Listed records:
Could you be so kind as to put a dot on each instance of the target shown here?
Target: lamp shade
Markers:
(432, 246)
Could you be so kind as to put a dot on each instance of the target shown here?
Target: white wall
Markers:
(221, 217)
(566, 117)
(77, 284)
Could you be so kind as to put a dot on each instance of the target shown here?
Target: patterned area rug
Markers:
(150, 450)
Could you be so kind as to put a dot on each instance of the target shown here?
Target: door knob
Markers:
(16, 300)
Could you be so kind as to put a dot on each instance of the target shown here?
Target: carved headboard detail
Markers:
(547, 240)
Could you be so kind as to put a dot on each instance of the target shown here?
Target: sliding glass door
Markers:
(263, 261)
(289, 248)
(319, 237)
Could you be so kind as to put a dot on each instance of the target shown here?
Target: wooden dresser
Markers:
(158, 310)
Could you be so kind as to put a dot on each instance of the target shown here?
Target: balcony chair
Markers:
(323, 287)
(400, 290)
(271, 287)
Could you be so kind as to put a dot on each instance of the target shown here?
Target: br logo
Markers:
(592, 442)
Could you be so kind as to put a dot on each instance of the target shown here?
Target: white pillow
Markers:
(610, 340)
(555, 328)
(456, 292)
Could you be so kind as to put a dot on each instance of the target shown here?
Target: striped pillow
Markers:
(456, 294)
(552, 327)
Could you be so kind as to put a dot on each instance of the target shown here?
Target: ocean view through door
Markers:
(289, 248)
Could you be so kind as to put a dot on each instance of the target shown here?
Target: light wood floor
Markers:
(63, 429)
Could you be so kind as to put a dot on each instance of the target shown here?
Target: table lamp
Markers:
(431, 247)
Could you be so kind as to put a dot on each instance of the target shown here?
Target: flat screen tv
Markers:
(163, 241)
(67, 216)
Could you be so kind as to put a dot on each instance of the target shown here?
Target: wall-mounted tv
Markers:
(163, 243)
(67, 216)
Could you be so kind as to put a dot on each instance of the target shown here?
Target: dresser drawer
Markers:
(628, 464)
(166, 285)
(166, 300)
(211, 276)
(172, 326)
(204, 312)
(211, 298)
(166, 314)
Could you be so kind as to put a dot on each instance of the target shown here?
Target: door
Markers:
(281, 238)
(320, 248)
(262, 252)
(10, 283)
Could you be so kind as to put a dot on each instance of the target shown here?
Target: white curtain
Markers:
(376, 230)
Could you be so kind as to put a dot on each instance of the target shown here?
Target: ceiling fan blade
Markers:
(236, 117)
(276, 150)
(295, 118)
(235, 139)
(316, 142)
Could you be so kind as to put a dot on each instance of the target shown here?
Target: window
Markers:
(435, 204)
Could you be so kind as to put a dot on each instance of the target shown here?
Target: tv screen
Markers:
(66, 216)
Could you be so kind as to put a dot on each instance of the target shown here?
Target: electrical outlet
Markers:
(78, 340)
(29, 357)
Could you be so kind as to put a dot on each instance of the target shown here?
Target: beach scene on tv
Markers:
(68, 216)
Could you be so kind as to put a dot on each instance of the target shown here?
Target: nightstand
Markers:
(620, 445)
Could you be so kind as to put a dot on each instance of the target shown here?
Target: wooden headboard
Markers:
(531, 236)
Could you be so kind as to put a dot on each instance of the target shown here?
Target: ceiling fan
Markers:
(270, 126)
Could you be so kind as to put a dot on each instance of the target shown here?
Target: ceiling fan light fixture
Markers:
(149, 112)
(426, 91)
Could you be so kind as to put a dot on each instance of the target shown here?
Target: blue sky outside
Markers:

...

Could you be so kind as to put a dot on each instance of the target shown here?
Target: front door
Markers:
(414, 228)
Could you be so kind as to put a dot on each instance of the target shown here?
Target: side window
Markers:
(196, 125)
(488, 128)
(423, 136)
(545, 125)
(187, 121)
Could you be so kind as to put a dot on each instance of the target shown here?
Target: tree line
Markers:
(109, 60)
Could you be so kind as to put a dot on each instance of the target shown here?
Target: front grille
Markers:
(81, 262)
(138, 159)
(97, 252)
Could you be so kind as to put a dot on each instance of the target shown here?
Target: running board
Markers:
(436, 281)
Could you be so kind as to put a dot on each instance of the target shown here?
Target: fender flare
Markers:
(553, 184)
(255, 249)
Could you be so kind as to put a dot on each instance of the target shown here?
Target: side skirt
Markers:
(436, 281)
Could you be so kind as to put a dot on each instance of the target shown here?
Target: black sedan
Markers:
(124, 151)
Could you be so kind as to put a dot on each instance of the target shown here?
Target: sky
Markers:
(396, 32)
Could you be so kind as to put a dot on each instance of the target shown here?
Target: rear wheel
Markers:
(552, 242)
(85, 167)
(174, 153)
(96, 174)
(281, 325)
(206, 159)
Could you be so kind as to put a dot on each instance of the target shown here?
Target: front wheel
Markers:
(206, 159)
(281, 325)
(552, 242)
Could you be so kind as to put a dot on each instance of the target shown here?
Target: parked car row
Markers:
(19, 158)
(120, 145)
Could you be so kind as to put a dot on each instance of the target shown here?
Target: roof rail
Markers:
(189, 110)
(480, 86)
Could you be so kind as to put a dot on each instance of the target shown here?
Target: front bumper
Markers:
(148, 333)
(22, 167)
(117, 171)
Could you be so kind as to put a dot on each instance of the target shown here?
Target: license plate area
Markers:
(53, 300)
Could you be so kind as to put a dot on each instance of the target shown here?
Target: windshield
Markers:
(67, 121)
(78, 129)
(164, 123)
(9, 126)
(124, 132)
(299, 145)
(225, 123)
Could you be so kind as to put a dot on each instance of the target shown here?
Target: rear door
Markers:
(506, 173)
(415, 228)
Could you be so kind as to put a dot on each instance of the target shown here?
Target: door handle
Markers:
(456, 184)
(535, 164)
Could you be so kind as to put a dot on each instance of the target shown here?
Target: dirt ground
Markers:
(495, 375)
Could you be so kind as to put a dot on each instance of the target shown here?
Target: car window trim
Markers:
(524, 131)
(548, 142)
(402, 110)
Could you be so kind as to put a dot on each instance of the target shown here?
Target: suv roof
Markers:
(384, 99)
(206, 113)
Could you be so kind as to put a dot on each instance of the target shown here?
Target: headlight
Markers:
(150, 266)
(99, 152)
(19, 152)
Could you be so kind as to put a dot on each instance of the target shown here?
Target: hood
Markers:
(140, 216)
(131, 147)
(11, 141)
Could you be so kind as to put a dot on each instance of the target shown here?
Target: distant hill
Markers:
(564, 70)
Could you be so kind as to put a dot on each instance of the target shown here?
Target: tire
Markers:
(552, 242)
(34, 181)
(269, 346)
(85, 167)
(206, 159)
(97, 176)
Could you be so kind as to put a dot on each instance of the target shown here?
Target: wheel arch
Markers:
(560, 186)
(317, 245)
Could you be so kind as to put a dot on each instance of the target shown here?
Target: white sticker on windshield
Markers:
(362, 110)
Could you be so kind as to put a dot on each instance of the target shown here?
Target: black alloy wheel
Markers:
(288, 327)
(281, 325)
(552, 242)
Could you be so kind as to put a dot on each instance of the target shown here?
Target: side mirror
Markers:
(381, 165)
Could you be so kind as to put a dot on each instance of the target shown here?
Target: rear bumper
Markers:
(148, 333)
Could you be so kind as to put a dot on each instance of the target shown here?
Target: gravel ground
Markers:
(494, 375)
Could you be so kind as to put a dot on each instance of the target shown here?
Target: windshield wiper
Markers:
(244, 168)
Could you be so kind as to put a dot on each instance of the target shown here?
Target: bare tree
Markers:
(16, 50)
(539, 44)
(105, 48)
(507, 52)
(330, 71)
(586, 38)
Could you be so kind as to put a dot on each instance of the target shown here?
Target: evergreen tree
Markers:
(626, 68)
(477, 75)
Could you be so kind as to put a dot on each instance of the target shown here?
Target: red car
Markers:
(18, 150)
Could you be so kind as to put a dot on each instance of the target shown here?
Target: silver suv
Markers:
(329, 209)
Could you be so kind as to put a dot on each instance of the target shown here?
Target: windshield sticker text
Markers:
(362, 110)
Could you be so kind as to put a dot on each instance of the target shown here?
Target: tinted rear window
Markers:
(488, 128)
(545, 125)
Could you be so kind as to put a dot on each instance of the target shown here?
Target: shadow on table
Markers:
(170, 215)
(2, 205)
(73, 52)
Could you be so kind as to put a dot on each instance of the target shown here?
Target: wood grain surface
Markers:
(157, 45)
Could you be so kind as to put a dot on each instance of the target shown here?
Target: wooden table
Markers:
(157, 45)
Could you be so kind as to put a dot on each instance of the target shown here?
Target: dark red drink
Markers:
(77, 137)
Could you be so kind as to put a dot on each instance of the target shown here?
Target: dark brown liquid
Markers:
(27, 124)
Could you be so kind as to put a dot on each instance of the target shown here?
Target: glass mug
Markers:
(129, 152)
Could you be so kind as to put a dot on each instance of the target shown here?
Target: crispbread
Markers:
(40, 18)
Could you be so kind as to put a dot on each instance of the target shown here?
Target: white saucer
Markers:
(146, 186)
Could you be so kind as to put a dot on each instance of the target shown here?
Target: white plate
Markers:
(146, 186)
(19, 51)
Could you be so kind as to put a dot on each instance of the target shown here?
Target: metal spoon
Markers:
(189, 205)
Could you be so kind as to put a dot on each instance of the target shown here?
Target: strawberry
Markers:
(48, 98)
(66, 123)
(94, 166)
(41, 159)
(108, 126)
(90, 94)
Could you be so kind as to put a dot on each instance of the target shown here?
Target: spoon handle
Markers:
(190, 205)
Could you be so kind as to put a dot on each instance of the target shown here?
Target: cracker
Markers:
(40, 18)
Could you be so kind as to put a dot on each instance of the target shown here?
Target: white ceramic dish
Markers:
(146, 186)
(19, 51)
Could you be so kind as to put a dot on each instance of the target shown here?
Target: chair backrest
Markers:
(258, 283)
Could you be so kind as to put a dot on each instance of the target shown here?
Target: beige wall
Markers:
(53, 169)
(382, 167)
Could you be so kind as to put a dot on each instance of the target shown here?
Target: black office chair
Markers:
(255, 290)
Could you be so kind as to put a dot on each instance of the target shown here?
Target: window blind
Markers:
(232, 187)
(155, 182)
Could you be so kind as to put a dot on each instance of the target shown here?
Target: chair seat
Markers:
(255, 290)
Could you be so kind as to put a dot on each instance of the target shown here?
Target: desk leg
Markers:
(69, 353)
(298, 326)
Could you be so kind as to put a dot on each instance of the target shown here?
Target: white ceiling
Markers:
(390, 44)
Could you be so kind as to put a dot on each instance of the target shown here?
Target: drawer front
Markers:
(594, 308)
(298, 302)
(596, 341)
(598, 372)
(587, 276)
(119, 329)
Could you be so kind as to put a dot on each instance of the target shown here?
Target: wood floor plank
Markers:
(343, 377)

Your task:
The word to find is "black". Copy every line of the records that holds it.

Exercise response:
Target: black sedan
Target: black alloy wheel
Target: black office chair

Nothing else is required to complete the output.